Your instructions –
Every line below between the line holding "the wood grain" and the line holding "the black slate", inclusive, should be repeated exactly, and all other lines omitted.

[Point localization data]
***

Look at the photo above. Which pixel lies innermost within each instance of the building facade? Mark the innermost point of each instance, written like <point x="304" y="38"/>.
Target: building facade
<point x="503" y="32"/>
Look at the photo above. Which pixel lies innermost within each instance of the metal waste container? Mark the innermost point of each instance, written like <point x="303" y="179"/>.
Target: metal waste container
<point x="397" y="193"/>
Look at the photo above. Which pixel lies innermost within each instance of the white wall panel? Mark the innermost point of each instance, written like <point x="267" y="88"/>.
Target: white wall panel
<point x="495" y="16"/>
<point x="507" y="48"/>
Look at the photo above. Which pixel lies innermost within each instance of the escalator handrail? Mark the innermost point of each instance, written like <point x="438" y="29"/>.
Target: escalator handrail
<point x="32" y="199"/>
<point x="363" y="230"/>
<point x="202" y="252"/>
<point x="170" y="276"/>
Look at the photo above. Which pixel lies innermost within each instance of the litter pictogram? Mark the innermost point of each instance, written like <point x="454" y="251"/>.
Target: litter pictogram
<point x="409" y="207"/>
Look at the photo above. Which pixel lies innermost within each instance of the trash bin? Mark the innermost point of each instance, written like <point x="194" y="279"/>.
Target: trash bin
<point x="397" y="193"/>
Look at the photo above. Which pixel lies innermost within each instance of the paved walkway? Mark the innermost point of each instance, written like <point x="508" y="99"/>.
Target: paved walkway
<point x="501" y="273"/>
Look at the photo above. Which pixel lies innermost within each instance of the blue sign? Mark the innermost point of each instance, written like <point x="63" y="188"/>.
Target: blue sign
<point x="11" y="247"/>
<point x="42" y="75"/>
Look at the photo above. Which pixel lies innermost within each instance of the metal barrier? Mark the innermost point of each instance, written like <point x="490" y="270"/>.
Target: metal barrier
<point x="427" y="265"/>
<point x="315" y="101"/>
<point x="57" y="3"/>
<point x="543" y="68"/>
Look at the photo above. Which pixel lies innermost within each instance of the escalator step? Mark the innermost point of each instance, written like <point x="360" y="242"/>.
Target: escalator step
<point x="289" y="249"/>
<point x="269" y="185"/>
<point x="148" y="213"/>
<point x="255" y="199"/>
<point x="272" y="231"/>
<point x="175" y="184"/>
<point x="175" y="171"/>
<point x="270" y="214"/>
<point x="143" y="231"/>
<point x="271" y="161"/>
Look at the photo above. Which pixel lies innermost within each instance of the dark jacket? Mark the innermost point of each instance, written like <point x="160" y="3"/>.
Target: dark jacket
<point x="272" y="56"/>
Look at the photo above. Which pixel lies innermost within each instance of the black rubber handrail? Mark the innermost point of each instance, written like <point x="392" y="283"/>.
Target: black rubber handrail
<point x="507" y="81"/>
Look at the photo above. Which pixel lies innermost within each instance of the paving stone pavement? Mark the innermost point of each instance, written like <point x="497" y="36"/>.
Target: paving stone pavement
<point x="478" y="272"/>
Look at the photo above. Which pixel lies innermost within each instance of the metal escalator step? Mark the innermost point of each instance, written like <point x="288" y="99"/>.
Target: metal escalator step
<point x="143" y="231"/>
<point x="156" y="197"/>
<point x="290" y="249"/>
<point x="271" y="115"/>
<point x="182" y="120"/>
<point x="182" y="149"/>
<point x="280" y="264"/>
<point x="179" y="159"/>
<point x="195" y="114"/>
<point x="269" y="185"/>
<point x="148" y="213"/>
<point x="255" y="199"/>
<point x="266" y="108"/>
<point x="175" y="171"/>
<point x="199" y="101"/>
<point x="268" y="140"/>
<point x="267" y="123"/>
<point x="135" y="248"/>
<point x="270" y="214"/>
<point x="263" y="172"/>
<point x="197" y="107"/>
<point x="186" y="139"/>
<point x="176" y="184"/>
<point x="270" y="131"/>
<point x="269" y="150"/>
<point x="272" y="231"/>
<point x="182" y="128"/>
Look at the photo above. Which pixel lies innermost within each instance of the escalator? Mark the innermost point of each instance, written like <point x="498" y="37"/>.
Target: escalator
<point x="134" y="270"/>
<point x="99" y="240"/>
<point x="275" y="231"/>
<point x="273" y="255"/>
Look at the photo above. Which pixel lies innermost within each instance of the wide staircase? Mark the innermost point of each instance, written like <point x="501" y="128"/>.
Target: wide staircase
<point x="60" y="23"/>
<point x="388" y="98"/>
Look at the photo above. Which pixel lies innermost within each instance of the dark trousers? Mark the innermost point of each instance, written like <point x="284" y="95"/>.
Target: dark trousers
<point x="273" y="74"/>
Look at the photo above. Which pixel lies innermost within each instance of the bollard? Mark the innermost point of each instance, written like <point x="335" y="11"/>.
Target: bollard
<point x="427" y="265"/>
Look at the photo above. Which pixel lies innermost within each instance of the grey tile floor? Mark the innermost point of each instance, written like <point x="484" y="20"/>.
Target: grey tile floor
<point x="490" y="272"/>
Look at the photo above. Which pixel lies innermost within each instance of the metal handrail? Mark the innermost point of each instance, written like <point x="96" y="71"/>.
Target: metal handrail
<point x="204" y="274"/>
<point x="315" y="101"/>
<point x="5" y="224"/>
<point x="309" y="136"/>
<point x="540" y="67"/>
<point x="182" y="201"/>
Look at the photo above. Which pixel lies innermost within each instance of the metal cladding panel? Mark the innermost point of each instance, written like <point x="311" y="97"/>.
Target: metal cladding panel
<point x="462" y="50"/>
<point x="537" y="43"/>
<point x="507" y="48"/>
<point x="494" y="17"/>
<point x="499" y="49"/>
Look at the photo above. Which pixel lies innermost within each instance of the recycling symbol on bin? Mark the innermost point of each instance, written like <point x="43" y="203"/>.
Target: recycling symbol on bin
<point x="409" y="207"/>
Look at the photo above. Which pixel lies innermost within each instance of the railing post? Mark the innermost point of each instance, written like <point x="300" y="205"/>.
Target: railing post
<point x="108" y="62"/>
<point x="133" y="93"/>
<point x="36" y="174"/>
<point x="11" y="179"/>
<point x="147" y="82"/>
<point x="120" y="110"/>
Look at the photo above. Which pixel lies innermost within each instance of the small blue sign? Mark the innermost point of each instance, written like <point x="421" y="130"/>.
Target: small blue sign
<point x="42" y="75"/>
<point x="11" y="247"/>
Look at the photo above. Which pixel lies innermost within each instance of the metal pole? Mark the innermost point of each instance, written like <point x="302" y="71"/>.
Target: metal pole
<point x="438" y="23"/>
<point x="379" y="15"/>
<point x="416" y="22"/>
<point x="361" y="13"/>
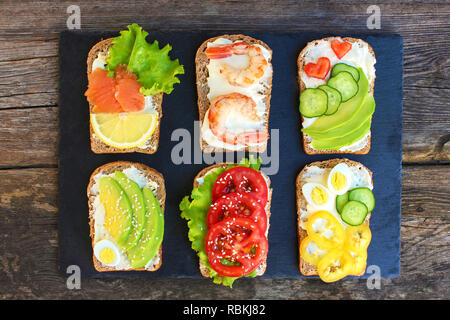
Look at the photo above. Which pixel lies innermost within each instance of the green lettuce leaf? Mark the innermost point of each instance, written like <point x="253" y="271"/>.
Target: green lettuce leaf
<point x="195" y="209"/>
<point x="153" y="67"/>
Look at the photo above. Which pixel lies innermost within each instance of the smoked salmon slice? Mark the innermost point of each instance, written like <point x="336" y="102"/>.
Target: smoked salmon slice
<point x="114" y="95"/>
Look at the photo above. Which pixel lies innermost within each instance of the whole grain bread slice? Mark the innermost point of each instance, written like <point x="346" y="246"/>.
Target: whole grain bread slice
<point x="160" y="193"/>
<point x="97" y="145"/>
<point x="307" y="147"/>
<point x="307" y="268"/>
<point x="261" y="269"/>
<point x="203" y="103"/>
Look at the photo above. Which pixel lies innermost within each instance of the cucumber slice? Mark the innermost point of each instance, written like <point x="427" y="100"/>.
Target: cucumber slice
<point x="345" y="84"/>
<point x="334" y="99"/>
<point x="313" y="103"/>
<point x="364" y="195"/>
<point x="354" y="213"/>
<point x="341" y="200"/>
<point x="345" y="67"/>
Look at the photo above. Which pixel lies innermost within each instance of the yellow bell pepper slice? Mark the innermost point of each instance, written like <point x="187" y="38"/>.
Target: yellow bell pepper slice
<point x="325" y="229"/>
<point x="310" y="251"/>
<point x="357" y="238"/>
<point x="335" y="265"/>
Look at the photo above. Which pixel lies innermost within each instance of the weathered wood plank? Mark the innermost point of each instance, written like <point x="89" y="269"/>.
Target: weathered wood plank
<point x="28" y="251"/>
<point x="29" y="137"/>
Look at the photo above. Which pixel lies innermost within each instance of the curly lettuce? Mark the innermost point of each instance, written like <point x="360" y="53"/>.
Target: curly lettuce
<point x="195" y="209"/>
<point x="153" y="67"/>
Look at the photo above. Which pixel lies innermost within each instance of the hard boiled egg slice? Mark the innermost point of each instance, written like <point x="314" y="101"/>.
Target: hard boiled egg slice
<point x="107" y="253"/>
<point x="340" y="179"/>
<point x="316" y="194"/>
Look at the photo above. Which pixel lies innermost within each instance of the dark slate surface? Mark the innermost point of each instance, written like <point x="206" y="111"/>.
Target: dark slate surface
<point x="76" y="161"/>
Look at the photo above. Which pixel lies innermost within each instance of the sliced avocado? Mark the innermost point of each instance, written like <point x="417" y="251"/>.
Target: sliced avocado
<point x="364" y="113"/>
<point x="136" y="197"/>
<point x="347" y="110"/>
<point x="152" y="234"/>
<point x="118" y="210"/>
<point x="337" y="143"/>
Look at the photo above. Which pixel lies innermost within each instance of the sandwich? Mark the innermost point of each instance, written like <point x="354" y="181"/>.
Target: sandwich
<point x="336" y="78"/>
<point x="228" y="218"/>
<point x="127" y="77"/>
<point x="334" y="205"/>
<point x="126" y="217"/>
<point x="234" y="83"/>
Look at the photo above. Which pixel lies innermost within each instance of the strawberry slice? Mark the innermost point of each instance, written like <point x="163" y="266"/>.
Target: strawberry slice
<point x="318" y="70"/>
<point x="219" y="52"/>
<point x="340" y="48"/>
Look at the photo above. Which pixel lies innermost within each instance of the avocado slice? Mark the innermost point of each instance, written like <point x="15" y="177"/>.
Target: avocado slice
<point x="337" y="143"/>
<point x="136" y="197"/>
<point x="364" y="113"/>
<point x="152" y="234"/>
<point x="118" y="210"/>
<point x="347" y="110"/>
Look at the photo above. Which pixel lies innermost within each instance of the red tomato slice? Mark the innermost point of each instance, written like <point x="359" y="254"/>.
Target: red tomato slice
<point x="318" y="70"/>
<point x="243" y="180"/>
<point x="237" y="205"/>
<point x="340" y="48"/>
<point x="235" y="247"/>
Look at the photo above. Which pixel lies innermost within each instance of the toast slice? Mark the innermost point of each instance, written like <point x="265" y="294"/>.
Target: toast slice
<point x="307" y="268"/>
<point x="98" y="146"/>
<point x="203" y="103"/>
<point x="363" y="145"/>
<point x="153" y="179"/>
<point x="262" y="267"/>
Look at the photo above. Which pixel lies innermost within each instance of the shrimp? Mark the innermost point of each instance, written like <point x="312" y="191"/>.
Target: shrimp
<point x="240" y="77"/>
<point x="235" y="107"/>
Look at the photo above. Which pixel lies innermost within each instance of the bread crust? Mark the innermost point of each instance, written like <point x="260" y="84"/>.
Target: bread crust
<point x="300" y="65"/>
<point x="160" y="194"/>
<point x="261" y="269"/>
<point x="203" y="103"/>
<point x="307" y="268"/>
<point x="98" y="146"/>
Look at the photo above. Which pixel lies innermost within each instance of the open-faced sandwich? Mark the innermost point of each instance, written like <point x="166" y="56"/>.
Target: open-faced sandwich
<point x="336" y="77"/>
<point x="127" y="77"/>
<point x="234" y="83"/>
<point x="126" y="219"/>
<point x="334" y="204"/>
<point x="228" y="216"/>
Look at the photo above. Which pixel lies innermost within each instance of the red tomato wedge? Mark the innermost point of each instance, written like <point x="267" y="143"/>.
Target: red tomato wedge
<point x="101" y="92"/>
<point x="318" y="70"/>
<point x="114" y="95"/>
<point x="243" y="180"/>
<point x="237" y="205"/>
<point x="340" y="48"/>
<point x="235" y="247"/>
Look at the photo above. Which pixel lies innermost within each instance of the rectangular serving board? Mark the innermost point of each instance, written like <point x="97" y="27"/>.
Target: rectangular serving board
<point x="77" y="162"/>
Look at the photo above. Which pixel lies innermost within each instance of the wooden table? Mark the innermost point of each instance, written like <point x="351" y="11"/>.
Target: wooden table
<point x="29" y="124"/>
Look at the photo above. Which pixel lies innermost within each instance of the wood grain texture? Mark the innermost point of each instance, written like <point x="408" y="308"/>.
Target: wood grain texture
<point x="29" y="266"/>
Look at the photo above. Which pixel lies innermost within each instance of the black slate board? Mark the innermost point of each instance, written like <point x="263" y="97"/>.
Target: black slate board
<point x="76" y="161"/>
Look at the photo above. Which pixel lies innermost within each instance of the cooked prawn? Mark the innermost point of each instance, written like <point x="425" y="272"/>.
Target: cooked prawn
<point x="235" y="107"/>
<point x="240" y="77"/>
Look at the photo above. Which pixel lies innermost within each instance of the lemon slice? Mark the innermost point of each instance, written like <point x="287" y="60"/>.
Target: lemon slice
<point x="124" y="130"/>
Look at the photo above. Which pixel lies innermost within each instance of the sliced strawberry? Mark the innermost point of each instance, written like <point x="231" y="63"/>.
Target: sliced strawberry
<point x="318" y="70"/>
<point x="219" y="52"/>
<point x="340" y="48"/>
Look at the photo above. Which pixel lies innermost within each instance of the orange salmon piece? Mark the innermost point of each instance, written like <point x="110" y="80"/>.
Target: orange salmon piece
<point x="101" y="92"/>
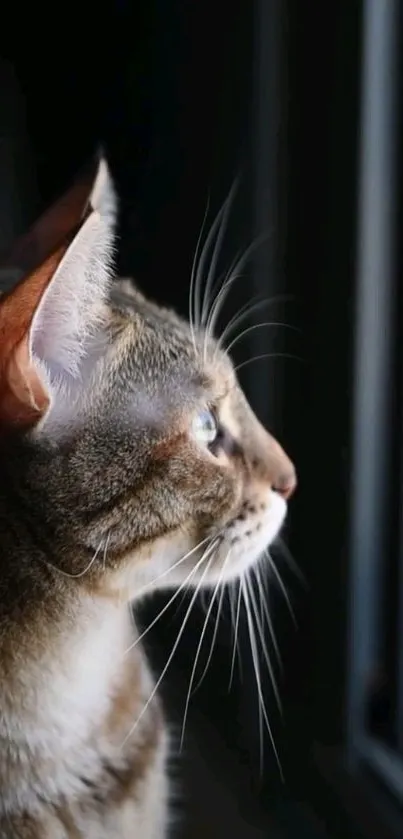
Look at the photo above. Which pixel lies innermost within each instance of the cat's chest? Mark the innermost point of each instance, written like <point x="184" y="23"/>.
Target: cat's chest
<point x="77" y="706"/>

***

Task result –
Look at the photo above. Which pixel lies innermost within each instance of the wood grain texture? Mark the innermost point of each instance, written like <point x="408" y="308"/>.
Target: wood grain texture
<point x="29" y="266"/>
Look at the photo above. Which pixel lies innermost within each instance of the black slate board? Mark the innermost point of each instance, written like <point x="263" y="97"/>.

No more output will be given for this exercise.